Exercise directions
Each line below with the string "wooden" should be copied.
☆ ☆ ☆ ☆
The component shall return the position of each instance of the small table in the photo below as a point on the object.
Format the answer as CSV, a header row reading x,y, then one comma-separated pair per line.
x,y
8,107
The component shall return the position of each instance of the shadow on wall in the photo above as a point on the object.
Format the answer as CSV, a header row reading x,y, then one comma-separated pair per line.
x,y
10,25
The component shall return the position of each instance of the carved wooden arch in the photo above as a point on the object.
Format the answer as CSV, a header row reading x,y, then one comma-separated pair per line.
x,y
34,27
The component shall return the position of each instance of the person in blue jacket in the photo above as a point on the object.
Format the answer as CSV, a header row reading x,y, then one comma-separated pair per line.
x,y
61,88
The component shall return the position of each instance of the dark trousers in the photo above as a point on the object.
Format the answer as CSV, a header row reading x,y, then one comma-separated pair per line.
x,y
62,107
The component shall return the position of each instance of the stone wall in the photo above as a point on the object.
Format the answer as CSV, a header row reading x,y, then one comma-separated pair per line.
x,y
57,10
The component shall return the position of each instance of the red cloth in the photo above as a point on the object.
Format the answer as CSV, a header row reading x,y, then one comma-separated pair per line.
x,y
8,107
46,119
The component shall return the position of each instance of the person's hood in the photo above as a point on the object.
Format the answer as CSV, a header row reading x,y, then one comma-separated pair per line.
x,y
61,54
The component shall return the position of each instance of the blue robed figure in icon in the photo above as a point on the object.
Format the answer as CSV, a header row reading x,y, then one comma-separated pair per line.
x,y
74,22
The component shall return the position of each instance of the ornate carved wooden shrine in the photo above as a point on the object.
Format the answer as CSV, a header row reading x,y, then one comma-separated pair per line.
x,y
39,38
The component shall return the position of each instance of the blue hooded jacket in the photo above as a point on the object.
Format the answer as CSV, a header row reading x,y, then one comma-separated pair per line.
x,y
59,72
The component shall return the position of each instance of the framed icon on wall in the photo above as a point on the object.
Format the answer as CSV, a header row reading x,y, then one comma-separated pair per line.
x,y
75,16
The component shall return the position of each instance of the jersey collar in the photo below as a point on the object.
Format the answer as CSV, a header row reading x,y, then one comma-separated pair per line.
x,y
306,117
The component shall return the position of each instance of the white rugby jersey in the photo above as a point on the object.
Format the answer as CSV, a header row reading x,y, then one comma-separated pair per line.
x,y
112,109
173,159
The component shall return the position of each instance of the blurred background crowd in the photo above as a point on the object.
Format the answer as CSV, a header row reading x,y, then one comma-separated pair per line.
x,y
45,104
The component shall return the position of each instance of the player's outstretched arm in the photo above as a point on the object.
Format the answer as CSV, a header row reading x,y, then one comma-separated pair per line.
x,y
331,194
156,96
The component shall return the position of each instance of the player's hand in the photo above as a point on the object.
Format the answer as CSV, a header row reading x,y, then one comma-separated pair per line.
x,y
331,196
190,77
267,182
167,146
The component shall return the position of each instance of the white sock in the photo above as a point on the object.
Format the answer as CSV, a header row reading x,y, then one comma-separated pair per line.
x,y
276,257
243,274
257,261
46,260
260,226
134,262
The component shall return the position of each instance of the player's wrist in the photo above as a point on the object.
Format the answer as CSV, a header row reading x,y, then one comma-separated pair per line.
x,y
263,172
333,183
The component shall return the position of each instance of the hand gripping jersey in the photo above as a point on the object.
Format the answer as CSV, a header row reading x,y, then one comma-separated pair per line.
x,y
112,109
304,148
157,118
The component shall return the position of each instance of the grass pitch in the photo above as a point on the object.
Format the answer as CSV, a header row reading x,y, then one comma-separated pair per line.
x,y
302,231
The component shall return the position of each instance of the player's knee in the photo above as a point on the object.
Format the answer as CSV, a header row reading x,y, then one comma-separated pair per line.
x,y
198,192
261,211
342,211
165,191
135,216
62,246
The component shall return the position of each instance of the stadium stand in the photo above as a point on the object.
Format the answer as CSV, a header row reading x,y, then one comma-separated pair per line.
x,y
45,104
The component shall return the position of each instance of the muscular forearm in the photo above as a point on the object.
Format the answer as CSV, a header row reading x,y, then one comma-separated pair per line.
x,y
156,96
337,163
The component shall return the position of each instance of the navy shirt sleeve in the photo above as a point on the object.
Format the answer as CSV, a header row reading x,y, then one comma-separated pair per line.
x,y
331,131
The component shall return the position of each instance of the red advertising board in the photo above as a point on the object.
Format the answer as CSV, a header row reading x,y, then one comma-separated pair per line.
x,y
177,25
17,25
☆ ☆ ☆ ☆
Written answer
The component shall return the position of each instance of the carved wooden arch in the photo above as a point on the object.
The component shall return the position of each instance of the ornate carved wooden shrine in the photo above as a point on the object.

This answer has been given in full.